> **Stored items**:
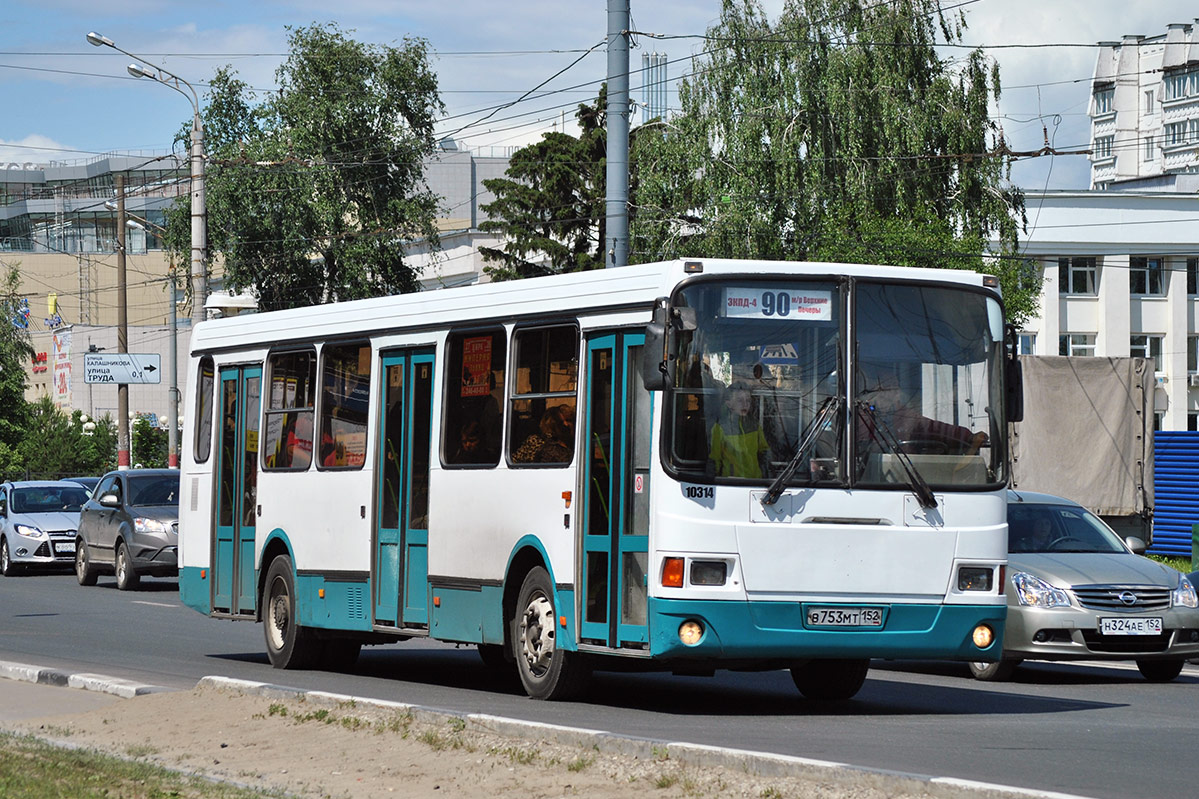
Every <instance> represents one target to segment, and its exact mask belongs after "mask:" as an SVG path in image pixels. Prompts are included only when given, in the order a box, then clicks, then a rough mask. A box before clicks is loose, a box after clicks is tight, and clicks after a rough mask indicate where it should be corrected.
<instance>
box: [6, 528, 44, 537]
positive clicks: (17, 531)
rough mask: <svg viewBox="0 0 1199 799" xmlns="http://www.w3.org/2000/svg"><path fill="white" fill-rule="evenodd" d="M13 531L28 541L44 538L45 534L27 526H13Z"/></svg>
mask: <svg viewBox="0 0 1199 799" xmlns="http://www.w3.org/2000/svg"><path fill="white" fill-rule="evenodd" d="M13 529H16V530H17V533H18V534H20V535H24V536H25V537H30V539H44V537H46V533H43V531H42V530H40V529H37V528H36V527H30V525H29V524H13Z"/></svg>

> **EXERCISE AIM**: Which lines above include the word "clicks"? Return each one.

> **SOLUTION**:
Every <instance> represents one target to segment, and its exact mask belongs after "mask:" as an SVG path in image pixels. Prompts are included only when given, in the order a box, then clicks, then a rough mask. A box before clicks is loose, a box after clicks is tight, and clicks after a rough mask indicate where it should be corrected.
positive clicks: (17, 531)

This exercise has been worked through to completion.